--- SELECTED TEXT ---

* * *

Saturday, May 1, 2004

My seven favorite myths about Outlook

MYTHS AND MYTHCONCEPTIONS

By Diane Poremsky

Anything that has wide use or notoriety eventually develops a degree of mythos attached to it. Myths, urban legends, and rumors often abound. Given that Outlook is one of the most widely used computer applications worldwide, there's no shortage of myths surrounding the product and its behavior. In this article, I'll outline seven of my favorite myths.

1. Outlook is the reason we have so many email viruses

At one time, a long, long time ago, this statement was somewhat true as Outlook was a favorite target of many virus writers. Can you blame the virus writers? Outlook is the most commonly used email client and any exploit or virus that was targeted to the programmability of Outlook had millions of users to spread it.

However, it's no longer true and hasn't been since the release of the email security patch dated June 2000. In fact, updated versions of Outlook are as safe as or safer than any email client available. Because the current crop of viruses are spread many different ways and don't need Outlook's (or Outlook Express's) address book, email viruses would not disappear if everyone switched to other email programs.

* * *

--- REQUIREMENT 1 ---
Reproduce the stretch of the Outlook myths article from "My seven favorite" through "my favorite myths.", keeping every word unchanged.
--- REQUIREMENT 2 ---
Condense the paragraph of the Outlook myths article that begins "However, it's no longer true" into a short bulleted list that keeps its main facts.
--- REQUIREMENT 3 ---
List the things the opening paragraph of the Outlook myths article says often abound.
None of the work here depends on the entries.

--- Data for grounding referring expressions ---
* * *

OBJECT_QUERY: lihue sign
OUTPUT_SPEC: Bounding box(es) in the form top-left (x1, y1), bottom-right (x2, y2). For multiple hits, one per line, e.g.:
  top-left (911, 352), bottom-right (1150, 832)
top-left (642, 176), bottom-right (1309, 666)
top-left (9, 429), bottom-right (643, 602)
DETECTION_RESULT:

* * *

--- EXERCISE RESPONSE 1 ---
My seven favorite myths about Outlook

MYTHS AND MYTHCONCEPTIONS

By Diane Poremsky

Anything that has wide use or notoriety eventually develops a degree of mythos attached to it. Myths, urban legends, and rumors often abound. Given that Outlook is one of the most widely used computer applications worldwide, there's no shortage of myths surrounding the product and its behavior. In this article, I'll outline seven of my favorite myths.

--- EXERCISE RESPONSE 2 ---
- The claim that Outlook causes so many email viruses has not been true since the email security patch of June 2000.
- Updated versions of Outlook are as safe as or safer than any available email client.
- Current viruses spread in many different ways and don't need the address book of Outlook or Outlook Express.
- Email viruses would therefore not disappear if everyone switched to other email programs.

--- EXERCISE RESPONSE 3 ---
- Myths
- Urban legends
- Rumors